=== SET TASK 1 ===
In the passage below about Hardin's essay on the tragedy of the commons, how many pages does the writer say the essay runs?
=== SET TASK 2 ===
Extend the passage on Hardin's tragedy of the commons, picking up right after its final sentence.

=== PASSAGE ===
## Begin
Ahhh, Steely the Shadow who knows what evil lurks in the heart of at 
least one man...

> Herr Doktor Hardin made his mark on humanity back in 1968 with an article
> in Science magazine titled the Tragedy of the Commons. It was fairly dense,
> loaded with dozens of equations, and synapse-numbing prose, but the article
> set the scientific world a-twitter as no piece had since CP Snow's essay on
> Two Cultures. 

Now I see part of the problem. Steely thinks zero is the same as dozens. 
Looking carefully at the 13 pages of the essay, I could find no equations 
whatsoever. But then maybe my synapses were so numbed I just missed them.
 
> Finally, after a thirty year hiatus it was safe to talk about
> eugenics again--though in a highly coded language. 

Steely the cryptologist to the rescue...

> Hardin's thesis was
> quite simple, really. It goes like this. Any commonly-held resource, such
> as a pasture, a forest, or a water supply, will eventually be exhausted
> because all of the users of the resource have an incentive to maximum their
> use. Since none of the users are immediately threatened by the degradation
> of the resource, there is no incentive to restrain consumption. Factor in
> spiralling populations and the natural resources of the planet are doomed.
> This is the tragedy of the commons.

This was coded???? I thought he spelled it out in plain English.
> 
> As his metaphor for explicating this theory, Hardin choose to examine the
> enclosure movement in England that accompanied the breakdown of the
> manorial system and the dislocation of the serfs and tenanted peasants who
> had grazed livestock on common lands. The formerly fuedal lands were
> privatized and fenced. The processed reached its peak in the late 17th
> century. Hardin argues that the enclosure movement saved English grazing
> lands from ultimate overuse. But then he turns his argument to look at the
> fate of the few enclosed common grazing lands, where the huddled peasants
> tried to graze their sheep and cattle, which of course ended up being
> rapidly depleted. 

Must have been another book. Couldn't find any reference to "the 
enclosure movement" although he does argue thusly about a 
hypothetical common pasture. A herdsman (A sexist to boot!!!) looks 
at the value of adding another animal to the pasture. A plus for him. 
(Harden used the + sign, perhaps this is the source of one of the dozens 
of equations in Steely's mind.) The plus is only for him and his family. 
There is a minus, each animal does use up part of the resource. But that 
part is spread out over all the herdsmen using the pasture so his part of 
the minus is fractional. Clearly it's to his advantage to add another cow.
Thus the pasture becomes grazed out and will support only a fraction of 
the animals it would before.
## End
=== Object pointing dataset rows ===
## Begin
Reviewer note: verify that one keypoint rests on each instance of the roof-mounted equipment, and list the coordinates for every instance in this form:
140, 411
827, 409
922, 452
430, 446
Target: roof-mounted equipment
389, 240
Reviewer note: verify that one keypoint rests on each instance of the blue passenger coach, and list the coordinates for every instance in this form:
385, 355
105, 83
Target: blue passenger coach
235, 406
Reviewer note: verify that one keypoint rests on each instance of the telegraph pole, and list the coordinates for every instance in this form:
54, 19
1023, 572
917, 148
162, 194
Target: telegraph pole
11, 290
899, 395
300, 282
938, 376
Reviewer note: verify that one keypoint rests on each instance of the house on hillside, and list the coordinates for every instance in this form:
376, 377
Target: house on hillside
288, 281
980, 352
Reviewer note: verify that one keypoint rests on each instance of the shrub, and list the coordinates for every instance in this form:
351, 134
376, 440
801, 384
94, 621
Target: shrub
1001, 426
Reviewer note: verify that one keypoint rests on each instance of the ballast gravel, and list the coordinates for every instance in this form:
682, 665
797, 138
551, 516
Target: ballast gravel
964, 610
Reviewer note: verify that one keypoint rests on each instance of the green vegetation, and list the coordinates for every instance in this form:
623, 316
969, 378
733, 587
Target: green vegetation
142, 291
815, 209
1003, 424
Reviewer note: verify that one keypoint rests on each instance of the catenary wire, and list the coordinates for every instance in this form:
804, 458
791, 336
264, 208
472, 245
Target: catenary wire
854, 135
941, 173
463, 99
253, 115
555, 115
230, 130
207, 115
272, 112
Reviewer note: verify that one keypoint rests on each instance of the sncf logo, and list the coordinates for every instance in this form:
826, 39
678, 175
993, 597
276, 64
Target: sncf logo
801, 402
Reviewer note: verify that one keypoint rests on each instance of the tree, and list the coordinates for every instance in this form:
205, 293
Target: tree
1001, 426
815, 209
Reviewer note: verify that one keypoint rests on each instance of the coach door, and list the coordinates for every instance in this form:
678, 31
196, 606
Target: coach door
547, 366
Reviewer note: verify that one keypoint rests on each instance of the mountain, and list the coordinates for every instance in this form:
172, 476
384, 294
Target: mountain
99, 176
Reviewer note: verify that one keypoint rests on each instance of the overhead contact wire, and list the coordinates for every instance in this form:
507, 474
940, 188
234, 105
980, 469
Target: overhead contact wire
## End
=== EXERCISE RESPONSE 1 ===
13 pages.

=== EXERCISE RESPONSE 2 ===
> Another tragedy of the commons. Then Hardin suggests that
> the entire planet is a commons that is being destroyed by "the freedom to
> breed." Hardin says: "Ruin is the destination toward which all men rush,
> each pursuing his own best interest in a society that believes in freedom
> of the commons. Freedom of the commons brings ruin to all." 

Good job, Steely. You got that one right.

> Hardin's
> solutions: enforced sterilization, mandatory abortions, and infanticide.

I've not read all that Hardin has written, but the above is not in his essay.
But there is no doubt that he would seriously consider such things. One 
needs to read the essay to see why.


> The modern environmental movement and leading feminists (ie, the
> single-issue, abortion obsessed wing) made Hardin a hero. Ironically,
> Hardin also became a shining star of the right wing free market types. The
> marketeers argue--with Hardin's endorsement--

I doubt this. The idea of the commons extends much further than 
resources. And Hardin is not so stupid or naive to believe that a young 
CEO, out to make big bucks for himself, (that old + again) regardless of 
the minuses spread out all over the world, would behave any differently 
from the herdsman. 

> that one solution to the
> problem of the commons is to abolish all commonly held resources through
> privitization. Private property rights, people like FV Hayek and John Baden
> argue, create an incentive for owners not to irreparably destroy their own
> resources. This argument has been advanced to rationalize privatized
> ownership of the national parks, rivers, and, oddly enough, even the air.


Guilt by association again. Someone misuses Hardin's carefully argued 
points in an essay and now it becomes Hardin's fault. Nonsense.

> Hardin turned this chilling nonsense into a weird SF book called, I think,
> Spaceship Earth: New Ethics for Survival. 

Close. Exploring New Ethics for Survival/The Voyage of the Spaceship 
Beagle. (Viking Press, 1972)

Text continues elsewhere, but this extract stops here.